--- EXERCISE ---
Extract every one of the rows below, reproducing each line character for character.

--- RECORDS PROVIDED ---

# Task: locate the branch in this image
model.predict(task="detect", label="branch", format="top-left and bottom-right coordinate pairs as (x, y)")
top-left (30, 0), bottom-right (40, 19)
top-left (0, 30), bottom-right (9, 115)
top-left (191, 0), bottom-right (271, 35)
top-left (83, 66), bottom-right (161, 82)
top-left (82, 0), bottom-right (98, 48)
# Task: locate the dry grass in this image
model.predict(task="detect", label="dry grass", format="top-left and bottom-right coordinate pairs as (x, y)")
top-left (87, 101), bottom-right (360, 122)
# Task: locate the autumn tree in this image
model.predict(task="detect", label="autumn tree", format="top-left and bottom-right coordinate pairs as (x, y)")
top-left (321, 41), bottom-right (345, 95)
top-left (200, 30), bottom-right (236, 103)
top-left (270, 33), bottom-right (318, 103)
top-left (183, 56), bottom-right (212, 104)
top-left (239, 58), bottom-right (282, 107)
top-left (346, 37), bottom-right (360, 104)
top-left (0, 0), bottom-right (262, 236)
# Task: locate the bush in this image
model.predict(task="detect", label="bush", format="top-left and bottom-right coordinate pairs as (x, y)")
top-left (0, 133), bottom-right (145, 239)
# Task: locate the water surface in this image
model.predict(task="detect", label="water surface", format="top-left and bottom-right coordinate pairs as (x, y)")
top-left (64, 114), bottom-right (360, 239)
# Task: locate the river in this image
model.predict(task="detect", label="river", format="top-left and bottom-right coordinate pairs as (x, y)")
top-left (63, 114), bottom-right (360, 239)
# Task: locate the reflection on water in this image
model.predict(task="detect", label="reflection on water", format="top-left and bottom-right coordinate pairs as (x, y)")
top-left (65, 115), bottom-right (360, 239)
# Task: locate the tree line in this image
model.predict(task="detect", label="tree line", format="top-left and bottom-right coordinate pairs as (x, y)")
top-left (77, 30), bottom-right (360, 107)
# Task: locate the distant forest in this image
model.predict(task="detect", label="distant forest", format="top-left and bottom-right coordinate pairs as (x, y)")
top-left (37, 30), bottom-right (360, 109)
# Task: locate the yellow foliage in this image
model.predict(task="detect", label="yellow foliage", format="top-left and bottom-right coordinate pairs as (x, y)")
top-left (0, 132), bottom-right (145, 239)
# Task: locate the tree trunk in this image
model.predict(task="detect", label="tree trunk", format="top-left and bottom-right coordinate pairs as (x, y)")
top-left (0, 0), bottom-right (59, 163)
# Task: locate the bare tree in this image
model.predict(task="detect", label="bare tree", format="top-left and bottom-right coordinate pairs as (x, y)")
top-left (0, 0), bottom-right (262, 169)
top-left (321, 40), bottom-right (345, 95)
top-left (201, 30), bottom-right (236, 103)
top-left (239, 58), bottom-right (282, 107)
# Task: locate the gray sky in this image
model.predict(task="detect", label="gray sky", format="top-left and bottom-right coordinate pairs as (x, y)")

--- PROBLEM SOLUTION ---
# Task: locate the branch in this image
model.predict(task="detect", label="branch", format="top-left and bottom-right coordinate pairs as (x, y)")
top-left (30, 0), bottom-right (40, 19)
top-left (0, 30), bottom-right (9, 115)
top-left (191, 0), bottom-right (271, 35)
top-left (83, 66), bottom-right (161, 82)
top-left (82, 0), bottom-right (98, 48)
# Task: locate the dry grass in this image
model.predict(task="detect", label="dry grass", format="top-left and bottom-right coordinate pairs as (x, y)")
top-left (87, 101), bottom-right (360, 122)
# Task: locate the autumn tree in this image
model.predict(task="detect", label="autumn tree", format="top-left and bottom-right coordinate pairs as (x, y)")
top-left (321, 41), bottom-right (345, 95)
top-left (200, 30), bottom-right (236, 103)
top-left (270, 33), bottom-right (318, 103)
top-left (183, 56), bottom-right (212, 104)
top-left (239, 58), bottom-right (282, 107)
top-left (346, 37), bottom-right (360, 104)
top-left (0, 0), bottom-right (262, 236)
# Task: locate the bush in this image
model.predict(task="detect", label="bush", format="top-left and bottom-right coordinate pairs as (x, y)")
top-left (0, 133), bottom-right (145, 239)
# Task: locate the water surface in this image
model.predict(task="detect", label="water surface", format="top-left and bottom-right coordinate pairs as (x, y)")
top-left (64, 114), bottom-right (360, 239)
# Task: locate the river in this image
model.predict(task="detect", label="river", format="top-left and bottom-right coordinate pairs as (x, y)")
top-left (63, 114), bottom-right (360, 239)
# Task: locate the reflection on water in this image
model.predict(task="detect", label="reflection on water", format="top-left and bottom-right coordinate pairs as (x, y)")
top-left (65, 115), bottom-right (360, 239)
# Task: locate the tree line in this image
model.predict(task="detect", label="tree line", format="top-left and bottom-right coordinate pairs as (x, y)")
top-left (77, 30), bottom-right (360, 107)
# Task: locate the distant forest in this image
model.predict(task="detect", label="distant forest", format="top-left and bottom-right coordinate pairs as (x, y)")
top-left (37, 30), bottom-right (360, 109)
# Task: locate the yellow foliage in this image
model.predict(task="detect", label="yellow foliage", format="top-left and bottom-right coordinate pairs as (x, y)")
top-left (0, 132), bottom-right (145, 239)
# Task: locate the tree trunk in this image
model.predict(task="detect", label="tree trunk", format="top-left and bottom-right coordinate pairs as (x, y)")
top-left (0, 0), bottom-right (59, 163)
# Task: locate the bare tree in this image
model.predict(task="detect", label="bare tree", format="top-left and bottom-right coordinate pairs as (x, y)")
top-left (0, 0), bottom-right (262, 169)
top-left (321, 40), bottom-right (345, 95)
top-left (201, 30), bottom-right (236, 103)
top-left (239, 58), bottom-right (282, 107)
# Task: locate the gray sky in this image
model.predict(task="detect", label="gray sky", format="top-left and bottom-right coordinate pairs as (x, y)")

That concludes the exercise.